* [Work instruction] Search the data for "segment" and copy every matching line.

* [Data listing]
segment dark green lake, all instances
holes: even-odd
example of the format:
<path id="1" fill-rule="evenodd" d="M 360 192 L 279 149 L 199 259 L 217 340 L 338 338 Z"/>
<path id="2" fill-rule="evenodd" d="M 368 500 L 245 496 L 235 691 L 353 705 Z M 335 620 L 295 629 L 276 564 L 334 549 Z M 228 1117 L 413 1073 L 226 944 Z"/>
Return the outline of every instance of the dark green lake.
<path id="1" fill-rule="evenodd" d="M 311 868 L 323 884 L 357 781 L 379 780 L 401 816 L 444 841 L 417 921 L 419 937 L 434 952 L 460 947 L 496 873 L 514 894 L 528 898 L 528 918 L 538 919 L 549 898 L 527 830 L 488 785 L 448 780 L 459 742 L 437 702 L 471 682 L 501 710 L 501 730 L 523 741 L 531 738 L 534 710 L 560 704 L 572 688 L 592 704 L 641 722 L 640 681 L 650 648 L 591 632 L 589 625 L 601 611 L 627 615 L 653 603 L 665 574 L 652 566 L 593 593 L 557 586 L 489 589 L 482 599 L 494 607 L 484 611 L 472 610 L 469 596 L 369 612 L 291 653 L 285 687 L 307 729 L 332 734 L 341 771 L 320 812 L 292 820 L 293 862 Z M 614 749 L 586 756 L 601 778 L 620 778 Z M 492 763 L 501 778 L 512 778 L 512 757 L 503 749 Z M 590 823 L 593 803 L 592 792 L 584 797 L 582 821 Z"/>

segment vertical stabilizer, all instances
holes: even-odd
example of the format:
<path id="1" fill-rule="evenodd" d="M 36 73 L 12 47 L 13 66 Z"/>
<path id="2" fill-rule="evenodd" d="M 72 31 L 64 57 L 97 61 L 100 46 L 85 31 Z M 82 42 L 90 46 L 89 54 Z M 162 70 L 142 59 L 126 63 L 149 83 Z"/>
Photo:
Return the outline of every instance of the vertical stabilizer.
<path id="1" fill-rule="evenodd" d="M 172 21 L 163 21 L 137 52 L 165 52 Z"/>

---

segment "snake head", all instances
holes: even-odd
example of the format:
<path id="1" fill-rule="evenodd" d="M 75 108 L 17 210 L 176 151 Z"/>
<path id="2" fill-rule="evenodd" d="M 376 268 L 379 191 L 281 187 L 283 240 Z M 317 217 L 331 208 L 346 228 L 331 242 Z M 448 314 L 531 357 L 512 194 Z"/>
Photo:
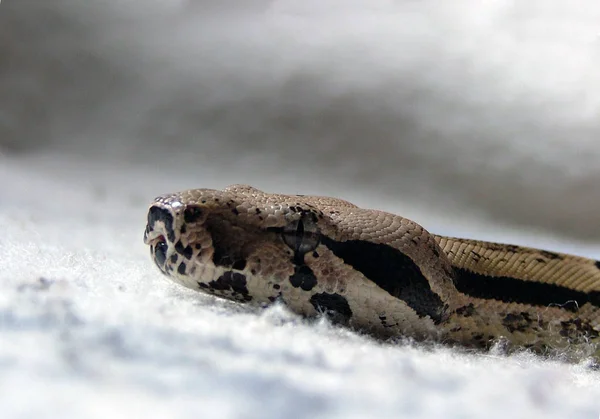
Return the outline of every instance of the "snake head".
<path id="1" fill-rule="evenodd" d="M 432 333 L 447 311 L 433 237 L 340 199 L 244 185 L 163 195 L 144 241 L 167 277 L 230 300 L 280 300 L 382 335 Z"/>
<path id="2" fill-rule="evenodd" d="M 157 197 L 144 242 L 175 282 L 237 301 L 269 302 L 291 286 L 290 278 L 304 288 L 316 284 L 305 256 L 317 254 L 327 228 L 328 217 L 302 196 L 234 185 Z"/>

--

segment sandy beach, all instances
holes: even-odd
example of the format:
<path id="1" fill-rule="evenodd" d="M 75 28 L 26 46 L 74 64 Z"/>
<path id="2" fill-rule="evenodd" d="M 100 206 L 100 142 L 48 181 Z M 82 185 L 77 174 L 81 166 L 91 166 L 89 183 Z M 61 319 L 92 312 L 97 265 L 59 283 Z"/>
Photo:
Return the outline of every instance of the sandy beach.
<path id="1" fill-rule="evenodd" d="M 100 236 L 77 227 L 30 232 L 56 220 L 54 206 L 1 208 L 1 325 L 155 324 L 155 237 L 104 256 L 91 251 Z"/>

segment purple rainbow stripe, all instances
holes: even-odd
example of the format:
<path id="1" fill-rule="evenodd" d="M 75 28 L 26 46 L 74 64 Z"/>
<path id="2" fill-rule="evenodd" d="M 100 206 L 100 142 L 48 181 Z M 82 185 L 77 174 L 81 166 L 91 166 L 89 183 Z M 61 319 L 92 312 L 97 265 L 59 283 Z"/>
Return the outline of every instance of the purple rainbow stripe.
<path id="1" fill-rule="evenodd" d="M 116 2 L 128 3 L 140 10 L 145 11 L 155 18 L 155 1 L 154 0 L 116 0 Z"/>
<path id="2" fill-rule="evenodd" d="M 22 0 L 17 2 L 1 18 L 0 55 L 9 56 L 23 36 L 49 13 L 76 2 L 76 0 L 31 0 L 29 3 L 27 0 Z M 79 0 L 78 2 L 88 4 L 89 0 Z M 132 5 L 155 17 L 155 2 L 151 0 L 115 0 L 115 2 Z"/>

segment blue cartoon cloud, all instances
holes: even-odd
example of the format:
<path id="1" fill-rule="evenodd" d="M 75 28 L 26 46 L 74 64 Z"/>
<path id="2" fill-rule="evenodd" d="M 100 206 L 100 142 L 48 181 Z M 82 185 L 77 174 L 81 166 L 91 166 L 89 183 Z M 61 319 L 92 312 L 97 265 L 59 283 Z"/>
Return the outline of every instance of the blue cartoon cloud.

* [Task result]
segment dark green lake, all instances
segment vertical stabilizer, all instances
segment "snake head", all instances
segment sandy beach, all instances
segment purple rainbow stripe, all instances
segment blue cartoon cloud, all instances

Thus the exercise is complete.